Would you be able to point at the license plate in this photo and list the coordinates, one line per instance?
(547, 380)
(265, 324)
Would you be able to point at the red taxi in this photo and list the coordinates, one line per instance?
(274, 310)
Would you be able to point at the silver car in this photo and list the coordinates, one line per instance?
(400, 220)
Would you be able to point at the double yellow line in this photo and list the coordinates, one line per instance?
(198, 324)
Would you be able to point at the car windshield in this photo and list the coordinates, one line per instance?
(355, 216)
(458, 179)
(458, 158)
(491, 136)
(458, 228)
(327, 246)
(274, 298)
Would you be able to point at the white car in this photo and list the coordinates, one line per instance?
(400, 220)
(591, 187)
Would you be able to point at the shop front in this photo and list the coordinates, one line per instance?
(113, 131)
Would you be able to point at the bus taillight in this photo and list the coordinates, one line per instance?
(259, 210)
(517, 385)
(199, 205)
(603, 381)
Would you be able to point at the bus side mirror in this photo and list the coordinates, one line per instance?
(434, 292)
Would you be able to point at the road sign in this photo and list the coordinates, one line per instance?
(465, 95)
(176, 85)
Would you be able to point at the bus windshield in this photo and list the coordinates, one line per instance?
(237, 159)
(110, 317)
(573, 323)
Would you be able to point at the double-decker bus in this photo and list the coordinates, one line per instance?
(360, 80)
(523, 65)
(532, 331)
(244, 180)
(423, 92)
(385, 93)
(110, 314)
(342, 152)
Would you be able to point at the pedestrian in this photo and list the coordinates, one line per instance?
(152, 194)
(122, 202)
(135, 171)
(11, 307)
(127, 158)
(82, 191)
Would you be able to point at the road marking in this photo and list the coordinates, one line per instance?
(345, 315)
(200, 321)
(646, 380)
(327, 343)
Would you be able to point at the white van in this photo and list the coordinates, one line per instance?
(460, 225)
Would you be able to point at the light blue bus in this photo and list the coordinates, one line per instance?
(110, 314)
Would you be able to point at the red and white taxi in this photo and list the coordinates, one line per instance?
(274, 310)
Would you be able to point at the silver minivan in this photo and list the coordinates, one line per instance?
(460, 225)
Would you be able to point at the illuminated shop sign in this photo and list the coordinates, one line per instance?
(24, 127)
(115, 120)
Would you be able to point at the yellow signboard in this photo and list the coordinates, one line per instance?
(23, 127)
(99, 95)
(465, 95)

== Task description ==
Copy all data exactly, start to finish.

== The completed task ==
Would you be able to point at the license plate in this photo and list the coordinates, one line per instance?
(547, 380)
(265, 324)
Would you be able to point at the red taxi in this photo and list the coordinates, one line per instance?
(274, 310)
Would you be able to point at the silver car in this photo and list the coordinates, one line per instance?
(400, 220)
Would you be able to point at the double yellow line in this photo and list the coordinates, one line per instance?
(198, 324)
Would you be able to point at the car windshield in this photo and list the coordinates, one line per instance?
(355, 216)
(458, 179)
(458, 158)
(491, 136)
(458, 228)
(327, 246)
(274, 298)
Would you be able to point at the white car in this photo and list the coordinates, one line per instance?
(400, 220)
(591, 187)
Would you be able to point at the shop front in this photo and list the coordinates, one line per instance?
(113, 131)
Would you be able to point at the bus taillight in this photo and list the coordinates, one line per instance?
(259, 210)
(517, 385)
(199, 205)
(603, 381)
Would you be able to point at the bus side mirror in this photo and list the coordinates, one line per instance?
(434, 292)
Would you be able to point at the road sign in this photo and list the coordinates, one line per instance?
(465, 95)
(176, 85)
Would you be able to point at the bus windshield in this photo and list the coordinates, one line per instance?
(237, 159)
(110, 317)
(573, 323)
Would you be able to point at the double-decker bus in this photo and list the coordinates, one line per instance?
(360, 80)
(523, 65)
(532, 331)
(244, 180)
(423, 92)
(385, 93)
(110, 314)
(342, 152)
Would you be able to point at the pedestrian in this photo and list the coordinates, one line per instance?
(152, 194)
(122, 202)
(135, 171)
(11, 307)
(127, 158)
(82, 191)
Would you be able to point at the road marking in this photo and list the coordinates, one line per instance?
(345, 315)
(200, 321)
(646, 380)
(327, 343)
Would you be able to point at the white van in this photo and list the coordinates, one line per instance?
(460, 225)
Would you be able to point at the light blue bus in this photo and list the coordinates, one line per instance?
(110, 314)
Would you be able to point at the red and white taxi in this photo and list the coordinates, one line per instance?
(274, 310)
Would you be able to point at the silver minivan in this photo and list the coordinates, one line per instance?
(460, 225)
Would you be able to point at the illuminated shop sign in this photo and list the coordinates, one line per instance?
(24, 127)
(115, 120)
Would you be able to point at the yellow signboard in this photo and list the coordinates, one line per instance?
(23, 127)
(99, 95)
(465, 95)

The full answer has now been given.